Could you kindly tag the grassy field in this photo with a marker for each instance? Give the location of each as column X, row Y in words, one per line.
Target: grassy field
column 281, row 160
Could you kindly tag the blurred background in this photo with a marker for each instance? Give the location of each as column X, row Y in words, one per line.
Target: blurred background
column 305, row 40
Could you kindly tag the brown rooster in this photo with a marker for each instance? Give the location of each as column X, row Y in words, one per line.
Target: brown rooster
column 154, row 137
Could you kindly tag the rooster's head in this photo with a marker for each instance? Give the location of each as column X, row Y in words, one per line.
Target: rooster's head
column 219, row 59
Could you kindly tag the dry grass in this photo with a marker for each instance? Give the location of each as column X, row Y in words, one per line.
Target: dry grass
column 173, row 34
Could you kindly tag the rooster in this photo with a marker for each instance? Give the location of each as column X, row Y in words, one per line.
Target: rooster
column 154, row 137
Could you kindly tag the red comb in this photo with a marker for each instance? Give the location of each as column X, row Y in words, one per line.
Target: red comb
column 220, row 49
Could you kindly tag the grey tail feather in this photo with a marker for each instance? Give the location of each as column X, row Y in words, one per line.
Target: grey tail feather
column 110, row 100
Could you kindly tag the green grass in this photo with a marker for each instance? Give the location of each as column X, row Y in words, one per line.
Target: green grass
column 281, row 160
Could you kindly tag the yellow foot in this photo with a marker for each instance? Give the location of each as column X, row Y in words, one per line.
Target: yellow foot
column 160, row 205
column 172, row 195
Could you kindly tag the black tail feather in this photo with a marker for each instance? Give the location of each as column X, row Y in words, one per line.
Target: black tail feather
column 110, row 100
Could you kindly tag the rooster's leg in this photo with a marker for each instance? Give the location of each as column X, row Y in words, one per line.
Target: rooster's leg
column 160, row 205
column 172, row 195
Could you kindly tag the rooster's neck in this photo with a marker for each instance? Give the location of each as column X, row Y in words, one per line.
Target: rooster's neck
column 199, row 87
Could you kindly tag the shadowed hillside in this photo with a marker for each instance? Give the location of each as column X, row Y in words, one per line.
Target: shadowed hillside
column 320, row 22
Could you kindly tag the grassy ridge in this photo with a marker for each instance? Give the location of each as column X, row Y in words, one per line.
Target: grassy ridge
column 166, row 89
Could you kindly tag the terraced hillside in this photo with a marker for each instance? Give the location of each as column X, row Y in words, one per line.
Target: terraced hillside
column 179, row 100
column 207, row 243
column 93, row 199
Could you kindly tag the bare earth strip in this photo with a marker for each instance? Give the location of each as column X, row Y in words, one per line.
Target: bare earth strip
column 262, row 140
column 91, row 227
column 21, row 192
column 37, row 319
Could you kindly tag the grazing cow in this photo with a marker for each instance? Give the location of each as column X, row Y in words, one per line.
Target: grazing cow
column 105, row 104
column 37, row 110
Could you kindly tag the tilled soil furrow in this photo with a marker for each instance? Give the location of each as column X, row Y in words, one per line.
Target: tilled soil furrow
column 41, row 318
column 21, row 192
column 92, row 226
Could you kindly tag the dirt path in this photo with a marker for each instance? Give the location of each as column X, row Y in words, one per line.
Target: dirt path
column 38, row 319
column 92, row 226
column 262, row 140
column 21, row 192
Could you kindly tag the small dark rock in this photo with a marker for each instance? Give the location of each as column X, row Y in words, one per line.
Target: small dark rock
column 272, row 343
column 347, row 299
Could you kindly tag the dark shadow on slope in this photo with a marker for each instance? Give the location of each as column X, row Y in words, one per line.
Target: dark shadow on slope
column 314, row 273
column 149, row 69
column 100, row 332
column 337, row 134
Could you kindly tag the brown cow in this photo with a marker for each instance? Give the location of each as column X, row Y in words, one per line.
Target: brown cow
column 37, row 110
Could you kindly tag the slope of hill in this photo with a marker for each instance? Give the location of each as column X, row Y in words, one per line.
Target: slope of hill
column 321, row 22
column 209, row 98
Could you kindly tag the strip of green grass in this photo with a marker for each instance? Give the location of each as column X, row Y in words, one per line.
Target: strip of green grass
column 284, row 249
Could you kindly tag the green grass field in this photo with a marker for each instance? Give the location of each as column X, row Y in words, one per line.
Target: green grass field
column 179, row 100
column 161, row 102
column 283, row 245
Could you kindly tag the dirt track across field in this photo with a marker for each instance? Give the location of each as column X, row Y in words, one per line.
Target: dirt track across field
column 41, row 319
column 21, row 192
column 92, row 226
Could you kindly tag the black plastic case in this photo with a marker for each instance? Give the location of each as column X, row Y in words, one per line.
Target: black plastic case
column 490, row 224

____

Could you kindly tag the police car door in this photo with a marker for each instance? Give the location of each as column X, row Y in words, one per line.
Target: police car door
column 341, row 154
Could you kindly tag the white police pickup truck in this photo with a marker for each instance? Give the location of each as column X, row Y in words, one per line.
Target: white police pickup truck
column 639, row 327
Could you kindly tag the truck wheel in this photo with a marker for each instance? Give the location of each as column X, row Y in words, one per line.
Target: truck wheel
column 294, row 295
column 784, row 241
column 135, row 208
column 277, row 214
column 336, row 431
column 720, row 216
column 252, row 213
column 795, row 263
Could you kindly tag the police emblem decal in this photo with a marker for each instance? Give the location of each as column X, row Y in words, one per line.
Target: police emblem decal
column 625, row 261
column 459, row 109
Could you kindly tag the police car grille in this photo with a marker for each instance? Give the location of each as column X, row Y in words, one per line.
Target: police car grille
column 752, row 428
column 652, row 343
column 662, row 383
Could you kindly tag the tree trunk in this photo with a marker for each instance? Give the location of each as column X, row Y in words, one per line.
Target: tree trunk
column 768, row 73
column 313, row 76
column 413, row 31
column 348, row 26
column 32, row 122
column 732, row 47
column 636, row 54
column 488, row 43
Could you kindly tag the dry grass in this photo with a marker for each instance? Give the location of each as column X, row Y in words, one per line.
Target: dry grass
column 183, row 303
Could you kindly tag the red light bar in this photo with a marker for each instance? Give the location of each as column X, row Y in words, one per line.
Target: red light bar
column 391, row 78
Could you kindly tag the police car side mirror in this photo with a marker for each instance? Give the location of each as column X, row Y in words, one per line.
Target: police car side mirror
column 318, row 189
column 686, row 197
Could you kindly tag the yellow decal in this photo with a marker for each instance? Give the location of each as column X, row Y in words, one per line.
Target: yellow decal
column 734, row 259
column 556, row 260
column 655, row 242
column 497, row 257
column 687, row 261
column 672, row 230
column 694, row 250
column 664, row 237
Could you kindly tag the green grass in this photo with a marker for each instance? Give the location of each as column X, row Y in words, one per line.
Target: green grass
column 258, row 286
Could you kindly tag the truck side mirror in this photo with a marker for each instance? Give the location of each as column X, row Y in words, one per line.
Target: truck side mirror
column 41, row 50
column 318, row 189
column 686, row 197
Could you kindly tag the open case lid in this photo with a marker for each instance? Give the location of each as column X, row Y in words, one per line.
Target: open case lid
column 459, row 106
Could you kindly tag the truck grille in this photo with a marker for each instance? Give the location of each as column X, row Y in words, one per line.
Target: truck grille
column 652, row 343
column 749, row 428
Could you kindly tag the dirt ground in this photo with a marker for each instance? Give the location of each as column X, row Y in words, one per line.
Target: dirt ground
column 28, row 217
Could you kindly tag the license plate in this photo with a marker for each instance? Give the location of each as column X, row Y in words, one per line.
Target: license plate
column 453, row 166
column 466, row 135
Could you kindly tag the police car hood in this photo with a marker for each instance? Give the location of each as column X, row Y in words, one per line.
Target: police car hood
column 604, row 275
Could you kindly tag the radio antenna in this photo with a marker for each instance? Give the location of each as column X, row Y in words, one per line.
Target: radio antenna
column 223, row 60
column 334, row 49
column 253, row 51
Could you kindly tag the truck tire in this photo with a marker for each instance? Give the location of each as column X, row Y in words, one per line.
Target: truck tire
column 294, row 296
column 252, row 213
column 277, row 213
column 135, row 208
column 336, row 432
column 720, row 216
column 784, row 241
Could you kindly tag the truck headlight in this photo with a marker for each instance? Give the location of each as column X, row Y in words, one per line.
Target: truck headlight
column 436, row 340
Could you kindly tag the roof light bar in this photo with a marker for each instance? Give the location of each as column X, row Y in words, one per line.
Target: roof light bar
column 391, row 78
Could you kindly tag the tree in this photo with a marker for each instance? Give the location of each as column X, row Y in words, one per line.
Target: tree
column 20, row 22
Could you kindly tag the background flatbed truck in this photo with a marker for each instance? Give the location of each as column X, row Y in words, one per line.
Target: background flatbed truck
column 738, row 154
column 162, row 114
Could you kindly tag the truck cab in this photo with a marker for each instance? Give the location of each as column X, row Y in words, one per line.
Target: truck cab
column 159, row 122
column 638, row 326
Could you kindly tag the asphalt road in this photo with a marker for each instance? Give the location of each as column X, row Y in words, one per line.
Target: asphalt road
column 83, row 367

____

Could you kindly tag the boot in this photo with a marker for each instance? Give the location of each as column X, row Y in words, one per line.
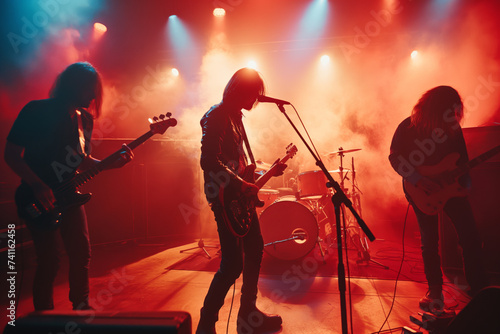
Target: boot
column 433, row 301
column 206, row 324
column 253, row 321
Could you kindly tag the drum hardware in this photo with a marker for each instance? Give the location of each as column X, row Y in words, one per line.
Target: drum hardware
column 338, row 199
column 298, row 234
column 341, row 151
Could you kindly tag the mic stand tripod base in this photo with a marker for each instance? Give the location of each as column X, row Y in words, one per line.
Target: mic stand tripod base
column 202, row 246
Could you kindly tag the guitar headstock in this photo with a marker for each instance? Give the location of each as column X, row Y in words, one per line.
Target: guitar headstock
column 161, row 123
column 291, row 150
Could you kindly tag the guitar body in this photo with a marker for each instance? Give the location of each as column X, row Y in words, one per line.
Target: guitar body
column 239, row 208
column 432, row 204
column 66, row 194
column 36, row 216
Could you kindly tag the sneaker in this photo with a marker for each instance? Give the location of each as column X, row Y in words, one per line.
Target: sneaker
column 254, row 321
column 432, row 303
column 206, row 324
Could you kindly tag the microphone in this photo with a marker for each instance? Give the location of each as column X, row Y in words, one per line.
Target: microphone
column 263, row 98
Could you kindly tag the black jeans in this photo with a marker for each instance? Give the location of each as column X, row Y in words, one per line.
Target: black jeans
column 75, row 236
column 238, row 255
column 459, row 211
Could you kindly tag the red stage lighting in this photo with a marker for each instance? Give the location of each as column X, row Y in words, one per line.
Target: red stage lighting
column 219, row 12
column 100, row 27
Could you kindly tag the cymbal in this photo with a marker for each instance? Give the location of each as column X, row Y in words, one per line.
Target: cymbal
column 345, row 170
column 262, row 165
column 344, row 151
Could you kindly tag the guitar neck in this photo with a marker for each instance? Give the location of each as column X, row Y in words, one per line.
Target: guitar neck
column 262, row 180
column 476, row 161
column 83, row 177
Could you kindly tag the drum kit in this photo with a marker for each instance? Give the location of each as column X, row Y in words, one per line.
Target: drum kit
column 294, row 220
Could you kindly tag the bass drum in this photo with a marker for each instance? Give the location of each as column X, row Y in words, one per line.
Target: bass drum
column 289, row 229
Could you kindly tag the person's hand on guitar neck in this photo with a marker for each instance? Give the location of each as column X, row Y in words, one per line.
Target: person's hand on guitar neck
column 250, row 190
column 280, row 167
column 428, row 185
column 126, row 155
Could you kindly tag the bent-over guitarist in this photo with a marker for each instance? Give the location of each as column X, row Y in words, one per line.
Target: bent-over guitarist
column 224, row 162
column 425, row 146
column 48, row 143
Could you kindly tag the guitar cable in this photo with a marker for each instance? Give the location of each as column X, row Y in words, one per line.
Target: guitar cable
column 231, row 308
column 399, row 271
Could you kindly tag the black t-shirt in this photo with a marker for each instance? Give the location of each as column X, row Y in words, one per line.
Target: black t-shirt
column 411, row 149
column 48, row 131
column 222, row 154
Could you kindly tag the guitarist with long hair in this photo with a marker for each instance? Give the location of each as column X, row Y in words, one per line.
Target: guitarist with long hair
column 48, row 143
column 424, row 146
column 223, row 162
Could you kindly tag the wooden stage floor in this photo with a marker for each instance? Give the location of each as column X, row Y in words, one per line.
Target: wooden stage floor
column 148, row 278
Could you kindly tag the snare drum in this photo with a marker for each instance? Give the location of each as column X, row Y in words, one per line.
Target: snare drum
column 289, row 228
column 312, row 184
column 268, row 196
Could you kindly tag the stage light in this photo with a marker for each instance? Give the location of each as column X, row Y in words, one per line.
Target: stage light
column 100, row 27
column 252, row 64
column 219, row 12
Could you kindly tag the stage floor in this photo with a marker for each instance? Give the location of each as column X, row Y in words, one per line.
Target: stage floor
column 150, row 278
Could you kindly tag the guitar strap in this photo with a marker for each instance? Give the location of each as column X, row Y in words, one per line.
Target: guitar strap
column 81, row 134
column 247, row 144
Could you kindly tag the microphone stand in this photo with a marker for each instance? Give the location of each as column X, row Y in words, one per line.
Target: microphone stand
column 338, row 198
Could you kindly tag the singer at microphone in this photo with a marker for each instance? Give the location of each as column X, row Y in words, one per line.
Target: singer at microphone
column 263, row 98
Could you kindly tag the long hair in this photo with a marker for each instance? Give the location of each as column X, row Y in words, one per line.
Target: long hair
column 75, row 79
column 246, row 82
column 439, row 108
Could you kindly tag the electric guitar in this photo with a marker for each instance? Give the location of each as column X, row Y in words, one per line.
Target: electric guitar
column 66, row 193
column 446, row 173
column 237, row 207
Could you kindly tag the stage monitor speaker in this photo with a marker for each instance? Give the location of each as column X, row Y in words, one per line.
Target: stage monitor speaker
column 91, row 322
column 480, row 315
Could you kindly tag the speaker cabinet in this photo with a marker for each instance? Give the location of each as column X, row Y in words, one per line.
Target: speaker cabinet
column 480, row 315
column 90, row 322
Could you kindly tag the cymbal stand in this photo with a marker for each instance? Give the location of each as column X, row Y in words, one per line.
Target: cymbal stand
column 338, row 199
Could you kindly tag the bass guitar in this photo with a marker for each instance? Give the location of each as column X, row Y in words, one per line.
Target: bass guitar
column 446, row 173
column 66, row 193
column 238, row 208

____

● Directions for this task:
Set down exactly the lines of the data above, beginning with the line that has "Could you kindly tag the tree trunk" and ending with the line that has "Could you kindly tag the yellow decal", and no others.

● Answer space:
Could you kindly tag the tree trunk in this photo with a marker for each instance? Give the location of each as column X, row Y in words, one per line.
Target: tree trunk
column 768, row 73
column 313, row 76
column 413, row 31
column 348, row 26
column 32, row 122
column 732, row 47
column 636, row 54
column 488, row 43
Could you kindly tag the dry grass in this photo with a marker for each instance? Give the location of each as column X, row Y in words, one per line.
Target: dry grass
column 183, row 303
Could you kindly tag the red light bar in this photo with a marker for each instance? Give the location of each as column X, row Y in words, one per line.
Target: red light bar
column 391, row 78
Could you kindly tag the police car side mirror in this photo with a marker for each instance? Give the location of each as column X, row Y in words, one per line.
Target: police car side mirror
column 318, row 189
column 686, row 197
Could you kindly tag the yellow decal in this photo with a marker for each instance? Give the location of each as column X, row Y in words, one per line.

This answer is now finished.